§ **Exercise details**
Your response should be the lines from the one holding "In the photo above, where can the white placard" to the last line of the data below, copied exactly and with no additions.

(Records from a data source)
=-=-=-=-=
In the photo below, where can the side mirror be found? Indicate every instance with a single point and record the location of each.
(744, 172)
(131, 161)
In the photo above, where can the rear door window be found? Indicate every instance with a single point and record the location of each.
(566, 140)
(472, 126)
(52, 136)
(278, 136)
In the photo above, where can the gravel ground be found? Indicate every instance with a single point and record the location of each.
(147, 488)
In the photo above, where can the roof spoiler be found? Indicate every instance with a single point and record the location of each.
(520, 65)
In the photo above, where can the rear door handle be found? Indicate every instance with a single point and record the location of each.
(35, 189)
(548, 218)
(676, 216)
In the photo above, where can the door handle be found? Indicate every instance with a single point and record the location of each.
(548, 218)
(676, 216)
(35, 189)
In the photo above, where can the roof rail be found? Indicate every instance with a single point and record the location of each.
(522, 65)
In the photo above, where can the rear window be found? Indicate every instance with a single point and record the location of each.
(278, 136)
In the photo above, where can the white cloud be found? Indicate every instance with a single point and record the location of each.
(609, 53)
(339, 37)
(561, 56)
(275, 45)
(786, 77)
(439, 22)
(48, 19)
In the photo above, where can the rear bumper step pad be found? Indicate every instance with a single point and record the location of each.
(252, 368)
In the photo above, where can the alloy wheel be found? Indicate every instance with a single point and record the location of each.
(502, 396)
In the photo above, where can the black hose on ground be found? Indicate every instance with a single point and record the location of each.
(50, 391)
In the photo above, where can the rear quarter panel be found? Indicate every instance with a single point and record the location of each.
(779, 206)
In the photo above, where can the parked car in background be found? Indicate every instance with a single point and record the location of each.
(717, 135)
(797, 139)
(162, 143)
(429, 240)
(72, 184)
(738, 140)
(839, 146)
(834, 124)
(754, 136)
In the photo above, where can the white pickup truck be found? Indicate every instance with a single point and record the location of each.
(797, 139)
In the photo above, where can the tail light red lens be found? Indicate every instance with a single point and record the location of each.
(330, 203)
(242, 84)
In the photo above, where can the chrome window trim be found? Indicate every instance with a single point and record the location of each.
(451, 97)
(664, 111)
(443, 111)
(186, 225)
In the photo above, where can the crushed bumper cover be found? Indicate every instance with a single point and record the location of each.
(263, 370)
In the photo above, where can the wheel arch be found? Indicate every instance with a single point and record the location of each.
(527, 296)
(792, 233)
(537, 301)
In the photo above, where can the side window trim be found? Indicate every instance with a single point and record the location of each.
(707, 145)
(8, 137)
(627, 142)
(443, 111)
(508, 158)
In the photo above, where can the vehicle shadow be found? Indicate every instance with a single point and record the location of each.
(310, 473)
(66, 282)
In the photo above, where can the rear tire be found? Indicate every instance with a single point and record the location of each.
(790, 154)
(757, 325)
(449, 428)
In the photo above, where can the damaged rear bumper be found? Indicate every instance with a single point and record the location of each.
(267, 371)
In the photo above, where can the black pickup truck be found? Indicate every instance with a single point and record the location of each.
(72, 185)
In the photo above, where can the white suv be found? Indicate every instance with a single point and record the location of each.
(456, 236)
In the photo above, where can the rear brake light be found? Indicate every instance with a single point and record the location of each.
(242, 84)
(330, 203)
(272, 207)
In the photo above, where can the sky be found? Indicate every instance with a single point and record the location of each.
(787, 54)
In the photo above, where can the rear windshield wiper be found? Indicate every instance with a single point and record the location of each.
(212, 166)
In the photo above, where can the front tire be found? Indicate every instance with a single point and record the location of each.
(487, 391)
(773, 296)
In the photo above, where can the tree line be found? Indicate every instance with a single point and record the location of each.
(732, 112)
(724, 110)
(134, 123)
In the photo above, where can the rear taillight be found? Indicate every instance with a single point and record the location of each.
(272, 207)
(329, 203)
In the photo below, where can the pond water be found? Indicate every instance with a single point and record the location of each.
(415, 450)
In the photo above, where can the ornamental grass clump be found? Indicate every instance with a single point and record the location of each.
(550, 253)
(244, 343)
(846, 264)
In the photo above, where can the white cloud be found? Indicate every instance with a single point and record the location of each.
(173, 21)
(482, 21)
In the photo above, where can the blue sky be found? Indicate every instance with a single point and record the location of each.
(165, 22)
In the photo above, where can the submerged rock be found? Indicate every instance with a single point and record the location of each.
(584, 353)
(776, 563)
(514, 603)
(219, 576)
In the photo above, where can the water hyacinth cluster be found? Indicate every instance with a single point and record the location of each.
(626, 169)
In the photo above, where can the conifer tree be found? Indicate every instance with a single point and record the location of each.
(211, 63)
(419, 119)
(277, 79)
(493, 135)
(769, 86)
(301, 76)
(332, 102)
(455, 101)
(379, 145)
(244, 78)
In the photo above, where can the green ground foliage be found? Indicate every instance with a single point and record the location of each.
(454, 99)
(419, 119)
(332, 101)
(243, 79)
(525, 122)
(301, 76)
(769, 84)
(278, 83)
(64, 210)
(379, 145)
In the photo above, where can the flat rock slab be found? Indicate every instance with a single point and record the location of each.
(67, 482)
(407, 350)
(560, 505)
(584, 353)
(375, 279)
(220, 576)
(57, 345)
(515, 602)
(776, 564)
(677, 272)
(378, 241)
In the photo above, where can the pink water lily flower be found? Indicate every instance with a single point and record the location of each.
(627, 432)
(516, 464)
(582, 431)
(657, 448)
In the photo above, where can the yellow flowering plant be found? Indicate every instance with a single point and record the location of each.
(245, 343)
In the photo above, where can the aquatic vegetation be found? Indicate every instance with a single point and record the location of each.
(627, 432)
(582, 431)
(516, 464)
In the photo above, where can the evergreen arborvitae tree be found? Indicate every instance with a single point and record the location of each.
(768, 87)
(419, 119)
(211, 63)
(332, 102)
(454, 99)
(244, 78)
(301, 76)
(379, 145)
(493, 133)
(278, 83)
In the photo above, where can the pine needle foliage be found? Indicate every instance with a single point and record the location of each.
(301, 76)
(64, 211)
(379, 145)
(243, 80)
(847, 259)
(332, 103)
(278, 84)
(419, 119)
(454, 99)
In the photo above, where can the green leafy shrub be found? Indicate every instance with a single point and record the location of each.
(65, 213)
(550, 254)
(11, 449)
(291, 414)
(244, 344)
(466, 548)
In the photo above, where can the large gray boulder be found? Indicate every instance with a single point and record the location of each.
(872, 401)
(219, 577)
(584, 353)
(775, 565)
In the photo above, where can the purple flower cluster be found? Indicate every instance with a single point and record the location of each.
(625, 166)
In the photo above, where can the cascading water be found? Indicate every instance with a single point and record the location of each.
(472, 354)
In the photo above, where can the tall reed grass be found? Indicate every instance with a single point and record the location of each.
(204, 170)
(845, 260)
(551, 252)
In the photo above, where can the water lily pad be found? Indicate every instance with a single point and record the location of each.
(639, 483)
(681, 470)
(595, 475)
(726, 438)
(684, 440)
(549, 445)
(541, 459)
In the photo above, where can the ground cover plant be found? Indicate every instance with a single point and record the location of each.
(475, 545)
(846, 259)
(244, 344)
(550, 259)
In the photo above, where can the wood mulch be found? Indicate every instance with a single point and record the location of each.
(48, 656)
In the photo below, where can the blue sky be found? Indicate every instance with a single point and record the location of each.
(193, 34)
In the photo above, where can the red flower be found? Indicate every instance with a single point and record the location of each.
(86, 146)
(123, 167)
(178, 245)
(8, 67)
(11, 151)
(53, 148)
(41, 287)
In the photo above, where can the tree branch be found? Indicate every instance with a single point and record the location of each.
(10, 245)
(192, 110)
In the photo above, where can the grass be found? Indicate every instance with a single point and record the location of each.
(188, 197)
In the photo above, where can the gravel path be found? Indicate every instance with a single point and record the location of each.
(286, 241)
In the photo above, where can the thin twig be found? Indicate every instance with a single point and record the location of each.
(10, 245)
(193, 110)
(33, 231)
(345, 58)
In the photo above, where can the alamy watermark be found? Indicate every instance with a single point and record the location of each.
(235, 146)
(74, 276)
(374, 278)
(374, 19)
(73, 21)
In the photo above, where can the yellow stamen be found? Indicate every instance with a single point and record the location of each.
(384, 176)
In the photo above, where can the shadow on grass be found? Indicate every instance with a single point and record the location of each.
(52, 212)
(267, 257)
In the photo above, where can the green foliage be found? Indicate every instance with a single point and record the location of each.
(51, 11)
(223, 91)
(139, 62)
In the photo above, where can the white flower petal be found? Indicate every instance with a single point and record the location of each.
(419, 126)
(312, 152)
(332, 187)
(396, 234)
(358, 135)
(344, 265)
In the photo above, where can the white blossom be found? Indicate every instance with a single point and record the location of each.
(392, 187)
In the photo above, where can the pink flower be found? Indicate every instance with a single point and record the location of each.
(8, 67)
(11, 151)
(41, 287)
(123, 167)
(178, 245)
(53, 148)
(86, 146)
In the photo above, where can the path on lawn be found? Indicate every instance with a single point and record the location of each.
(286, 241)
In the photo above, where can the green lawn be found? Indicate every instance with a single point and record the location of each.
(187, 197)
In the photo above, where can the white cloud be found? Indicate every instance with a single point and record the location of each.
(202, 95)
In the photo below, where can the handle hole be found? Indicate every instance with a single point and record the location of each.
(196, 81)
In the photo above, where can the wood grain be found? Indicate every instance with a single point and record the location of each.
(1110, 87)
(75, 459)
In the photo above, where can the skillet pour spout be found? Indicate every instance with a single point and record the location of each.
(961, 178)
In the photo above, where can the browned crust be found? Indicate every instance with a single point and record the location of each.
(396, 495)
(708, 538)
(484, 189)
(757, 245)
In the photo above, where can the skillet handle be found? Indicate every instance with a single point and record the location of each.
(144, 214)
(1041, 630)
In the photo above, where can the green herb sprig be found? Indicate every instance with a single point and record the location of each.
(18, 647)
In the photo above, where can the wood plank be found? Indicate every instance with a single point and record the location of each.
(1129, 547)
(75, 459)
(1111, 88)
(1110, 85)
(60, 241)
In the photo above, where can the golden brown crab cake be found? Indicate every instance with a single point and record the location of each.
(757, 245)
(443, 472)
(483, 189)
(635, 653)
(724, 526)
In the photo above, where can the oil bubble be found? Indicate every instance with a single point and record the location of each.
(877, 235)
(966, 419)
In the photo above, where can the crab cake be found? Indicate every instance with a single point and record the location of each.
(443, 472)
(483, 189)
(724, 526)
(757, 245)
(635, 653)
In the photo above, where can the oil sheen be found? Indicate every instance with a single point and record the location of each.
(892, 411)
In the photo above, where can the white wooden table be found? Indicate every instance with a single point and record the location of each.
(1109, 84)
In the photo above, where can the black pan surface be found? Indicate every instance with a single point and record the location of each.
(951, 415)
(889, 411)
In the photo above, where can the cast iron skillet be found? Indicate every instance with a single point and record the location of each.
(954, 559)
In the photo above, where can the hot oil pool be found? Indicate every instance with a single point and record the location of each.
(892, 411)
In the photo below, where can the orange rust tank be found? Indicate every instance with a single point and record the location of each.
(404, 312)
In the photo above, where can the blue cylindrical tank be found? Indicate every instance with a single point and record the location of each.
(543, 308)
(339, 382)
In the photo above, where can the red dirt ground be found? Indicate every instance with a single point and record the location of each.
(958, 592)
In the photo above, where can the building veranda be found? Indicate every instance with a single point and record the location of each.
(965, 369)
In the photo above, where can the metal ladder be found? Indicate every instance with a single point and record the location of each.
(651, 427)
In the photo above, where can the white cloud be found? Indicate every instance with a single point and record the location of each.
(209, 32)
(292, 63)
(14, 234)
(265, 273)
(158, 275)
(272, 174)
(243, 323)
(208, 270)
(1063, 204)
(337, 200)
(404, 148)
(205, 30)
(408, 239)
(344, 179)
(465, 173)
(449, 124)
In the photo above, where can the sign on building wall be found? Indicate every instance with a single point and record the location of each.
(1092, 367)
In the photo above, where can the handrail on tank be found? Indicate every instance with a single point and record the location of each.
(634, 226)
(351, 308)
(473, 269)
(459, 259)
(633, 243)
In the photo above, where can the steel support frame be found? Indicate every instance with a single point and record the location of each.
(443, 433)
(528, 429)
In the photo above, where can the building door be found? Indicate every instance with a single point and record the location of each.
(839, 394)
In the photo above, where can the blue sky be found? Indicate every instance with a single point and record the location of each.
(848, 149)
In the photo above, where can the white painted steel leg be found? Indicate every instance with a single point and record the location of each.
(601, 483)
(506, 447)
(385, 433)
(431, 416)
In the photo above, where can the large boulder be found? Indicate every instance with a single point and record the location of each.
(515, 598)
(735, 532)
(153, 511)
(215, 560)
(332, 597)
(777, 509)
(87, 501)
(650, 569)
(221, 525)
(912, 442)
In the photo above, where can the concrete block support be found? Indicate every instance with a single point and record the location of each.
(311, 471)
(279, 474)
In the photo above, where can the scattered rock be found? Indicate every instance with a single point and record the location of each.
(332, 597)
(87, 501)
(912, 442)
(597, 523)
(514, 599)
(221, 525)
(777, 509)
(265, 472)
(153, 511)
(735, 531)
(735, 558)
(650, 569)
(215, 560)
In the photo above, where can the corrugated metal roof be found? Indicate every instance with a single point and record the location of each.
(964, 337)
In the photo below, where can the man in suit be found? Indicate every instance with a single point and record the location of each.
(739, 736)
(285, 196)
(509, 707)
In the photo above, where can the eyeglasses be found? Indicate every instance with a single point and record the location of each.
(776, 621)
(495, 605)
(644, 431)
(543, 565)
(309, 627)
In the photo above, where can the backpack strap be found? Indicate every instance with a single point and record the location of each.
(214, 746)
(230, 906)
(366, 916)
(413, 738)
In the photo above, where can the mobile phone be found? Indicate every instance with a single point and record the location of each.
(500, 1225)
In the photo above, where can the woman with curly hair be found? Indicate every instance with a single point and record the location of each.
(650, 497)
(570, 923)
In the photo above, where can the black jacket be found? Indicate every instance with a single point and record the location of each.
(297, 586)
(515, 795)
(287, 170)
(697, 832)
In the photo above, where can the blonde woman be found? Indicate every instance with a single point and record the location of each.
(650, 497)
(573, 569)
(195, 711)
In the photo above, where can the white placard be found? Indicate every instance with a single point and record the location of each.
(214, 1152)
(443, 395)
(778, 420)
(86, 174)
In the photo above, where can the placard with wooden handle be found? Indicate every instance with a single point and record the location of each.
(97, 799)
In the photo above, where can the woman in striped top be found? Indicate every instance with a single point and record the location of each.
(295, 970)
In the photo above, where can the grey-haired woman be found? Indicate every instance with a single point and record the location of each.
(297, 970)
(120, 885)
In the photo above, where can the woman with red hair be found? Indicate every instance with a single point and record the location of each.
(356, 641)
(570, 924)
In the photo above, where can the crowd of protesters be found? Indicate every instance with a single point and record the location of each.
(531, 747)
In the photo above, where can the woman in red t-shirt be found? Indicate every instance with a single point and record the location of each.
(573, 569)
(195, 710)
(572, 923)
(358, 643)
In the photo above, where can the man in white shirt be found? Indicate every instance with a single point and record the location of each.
=-=-=-=-=
§ **Response area**
In the photo above, where can the white placard be found? Indicate every instance with a single point and record the location of each.
(214, 1152)
(443, 395)
(778, 420)
(86, 174)
In the photo above, where can the placard with wooden handle be found? Indicate every instance with a single point and record the location of each.
(97, 799)
In the photo above, where can the woman in striped top be found? Indicate every instance with a single point and record the location of each.
(295, 970)
In the photo above, where can the grey-haired woman be found? Indicate every instance with a single point and record the location of each.
(297, 970)
(120, 885)
In the photo above, where can the woman with red hair be found? Indicate every instance with a single point and record the location of each.
(356, 641)
(570, 924)
In the photo above, where can the crowd of protesters be found? Indicate every instance with a single point and record the location of each.
(531, 747)
In the photo above, where can the woman in red t-shirt be found? Indicate every instance with a single point and record the location of each.
(573, 569)
(195, 710)
(572, 923)
(358, 643)
In the photo above, where can the man in white shirt be found? Indicate every instance with a single point and record the location of each.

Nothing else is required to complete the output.